** Action item **
In the passage below on wealth and mortality, retype without any changes the section that opens with the words containing "Rather, I suspect" and closes with "do with money.".

** Selected passage **
—————
Ideally of course, we reach that “never have to work a day in our life again” stage before our last day on earth. Ideally, we have many years of retirement, in which we work at whatever we like, but we don’t need to actually make any more money.

If we can manage to build and maintain a monthly surplus (Chapter 7), stick to low-interest rate debt only (Chapter 8), start retirement investing early (Chapter 9), buy only as much car as necessary (Chapter 11), own our primary residence for a long period of time (Chapter 12), invest in higher-risk assets in a simple and low-cost way and never sell (Chapters 13 and 14), buy only as much insurance as necessary (Chapter 16), and find work that we actually enjoy (Chapter 17), then a wealthy retirement becomes as inevitable as the sun rising in the east every morning.

And if we are fortunate enough to build our own successful business (Chapter 21), we might just blow up the ceiling on our monetary wealth. Entrepreneurial wealth—compared to wealth derived from working for someone else—offers a much greater possibility of that intergenerational wealth.

Whatever monetary wealth we accumulate, however, that amount will no doubt pale in comparison to the value of nonmonetary things, as we ponder our mortality.

Atul Gawande

Physician Atul Gawande is one of our best thinkers on death and what it means to live a good life even as our health deteriorates. A main lesson of his meditation on dying well, Being Mortal, is that extra end-of-life medical expenditures do not necessarily help us. Our ability to order additional procedures and interventions at the end of our life may in fact get in the way of us thinking about what our real priorities are, with our remaining time. If presented with the choice, do I really prefer 6 more months of life—wracked by pain and horrific medicines—or would a few weeks of relative comfort surrounded by my closest friends and family serve me better? More is not necessarily better when it comes to medical treatment. Less medicine, or at least a thoughtful discussion about priorities and trade-offs, could help most of us die better.

Returning to the subject of death and wealth, the “less is better” theme makes sense to me. I think somewhere in those modest thoughts is a key to “being wealthy.”

I mean, naturally, we know end-of-life medical care drives families into bankruptcy. We may throw tens of thousands of dollars as families, and hundreds of thousands of dollars as a society, at keeping a body alive, possibly well after a high quality of life is long gone. And that is a tough financial choice many, or all of us, have faced or will face. But that isn’t exactly what I’m most concerned with, with respect to the idea of modesty and “less is better.”

Rather, I suspect that if we really think about it—in the light of our inevitable mortality—the key elements that make us feel wealthy at the end of our life have little to do with money.

What is the price of a sunset holding my daughter’s hand, neither of us saying anything but both understanding each other’s thoughts? What would I pay for a single pain-free week, once my body betrayed me and began to hurt all over? Would I spend a king’s ransom to salsa dance with my wife again, had I lost that ability? Yes, I know I would. The relative value of money—versus experiences costing almost nothing—shifts when we think about our own decline and death.
—————
** Supplied information **
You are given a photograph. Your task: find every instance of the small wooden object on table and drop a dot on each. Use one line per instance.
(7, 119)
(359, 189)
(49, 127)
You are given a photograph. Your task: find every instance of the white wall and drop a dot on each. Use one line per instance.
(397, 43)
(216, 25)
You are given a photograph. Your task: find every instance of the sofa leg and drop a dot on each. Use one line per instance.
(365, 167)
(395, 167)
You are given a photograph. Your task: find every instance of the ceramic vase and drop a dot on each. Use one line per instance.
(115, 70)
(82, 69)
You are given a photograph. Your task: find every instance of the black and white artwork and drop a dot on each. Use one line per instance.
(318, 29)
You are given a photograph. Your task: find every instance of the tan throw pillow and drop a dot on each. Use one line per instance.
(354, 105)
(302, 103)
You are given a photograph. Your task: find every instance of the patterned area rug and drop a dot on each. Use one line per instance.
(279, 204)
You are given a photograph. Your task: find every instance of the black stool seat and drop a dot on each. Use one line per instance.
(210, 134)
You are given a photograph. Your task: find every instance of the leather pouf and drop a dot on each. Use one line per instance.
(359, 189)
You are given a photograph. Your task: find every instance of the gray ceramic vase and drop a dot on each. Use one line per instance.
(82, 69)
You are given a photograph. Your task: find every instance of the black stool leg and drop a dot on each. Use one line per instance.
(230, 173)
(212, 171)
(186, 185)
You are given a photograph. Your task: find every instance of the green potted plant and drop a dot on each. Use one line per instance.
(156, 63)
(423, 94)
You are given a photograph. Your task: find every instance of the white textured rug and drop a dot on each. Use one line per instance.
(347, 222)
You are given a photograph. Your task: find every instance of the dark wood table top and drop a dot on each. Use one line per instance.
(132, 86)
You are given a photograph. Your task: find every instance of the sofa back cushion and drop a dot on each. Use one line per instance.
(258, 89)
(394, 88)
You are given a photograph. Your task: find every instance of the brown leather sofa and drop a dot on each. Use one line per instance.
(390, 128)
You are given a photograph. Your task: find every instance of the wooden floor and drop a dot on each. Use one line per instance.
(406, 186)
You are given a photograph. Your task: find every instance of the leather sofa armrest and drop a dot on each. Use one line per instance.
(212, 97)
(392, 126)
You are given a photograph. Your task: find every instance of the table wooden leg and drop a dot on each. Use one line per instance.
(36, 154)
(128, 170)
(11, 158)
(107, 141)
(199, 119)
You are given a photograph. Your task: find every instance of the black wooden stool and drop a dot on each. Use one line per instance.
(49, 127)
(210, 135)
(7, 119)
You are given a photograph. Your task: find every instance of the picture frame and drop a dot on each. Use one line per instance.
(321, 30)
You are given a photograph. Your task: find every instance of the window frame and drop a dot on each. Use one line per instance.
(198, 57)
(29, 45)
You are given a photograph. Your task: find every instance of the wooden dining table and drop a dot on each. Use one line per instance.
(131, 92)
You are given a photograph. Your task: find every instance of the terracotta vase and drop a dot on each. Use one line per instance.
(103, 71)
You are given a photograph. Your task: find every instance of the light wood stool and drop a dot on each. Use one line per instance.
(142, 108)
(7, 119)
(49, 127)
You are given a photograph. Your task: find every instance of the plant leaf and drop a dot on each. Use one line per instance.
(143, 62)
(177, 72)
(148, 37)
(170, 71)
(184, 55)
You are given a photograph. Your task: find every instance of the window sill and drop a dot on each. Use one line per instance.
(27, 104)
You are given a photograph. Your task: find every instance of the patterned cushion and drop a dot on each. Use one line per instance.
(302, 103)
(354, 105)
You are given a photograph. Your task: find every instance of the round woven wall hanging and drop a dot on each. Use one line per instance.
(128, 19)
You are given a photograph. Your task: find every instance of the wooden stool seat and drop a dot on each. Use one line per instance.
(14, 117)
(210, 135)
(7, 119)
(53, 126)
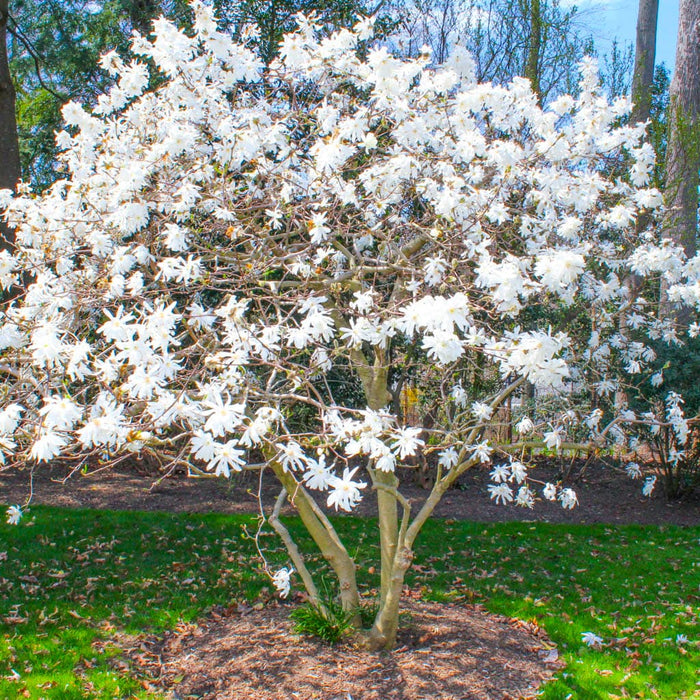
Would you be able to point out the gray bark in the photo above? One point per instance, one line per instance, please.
(683, 150)
(644, 58)
(532, 65)
(9, 145)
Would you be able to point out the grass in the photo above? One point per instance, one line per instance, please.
(71, 579)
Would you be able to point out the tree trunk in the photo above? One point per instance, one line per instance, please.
(9, 144)
(532, 65)
(141, 14)
(644, 58)
(683, 150)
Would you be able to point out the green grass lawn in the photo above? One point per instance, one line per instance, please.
(70, 579)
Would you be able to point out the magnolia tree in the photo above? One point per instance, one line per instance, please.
(222, 244)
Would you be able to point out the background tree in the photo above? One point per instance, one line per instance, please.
—————
** Answer to this task **
Rather, I suspect that if we really think about it—in the light of our inevitable mortality—the key elements that make us feel wealthy at the end of our life have little to do with money.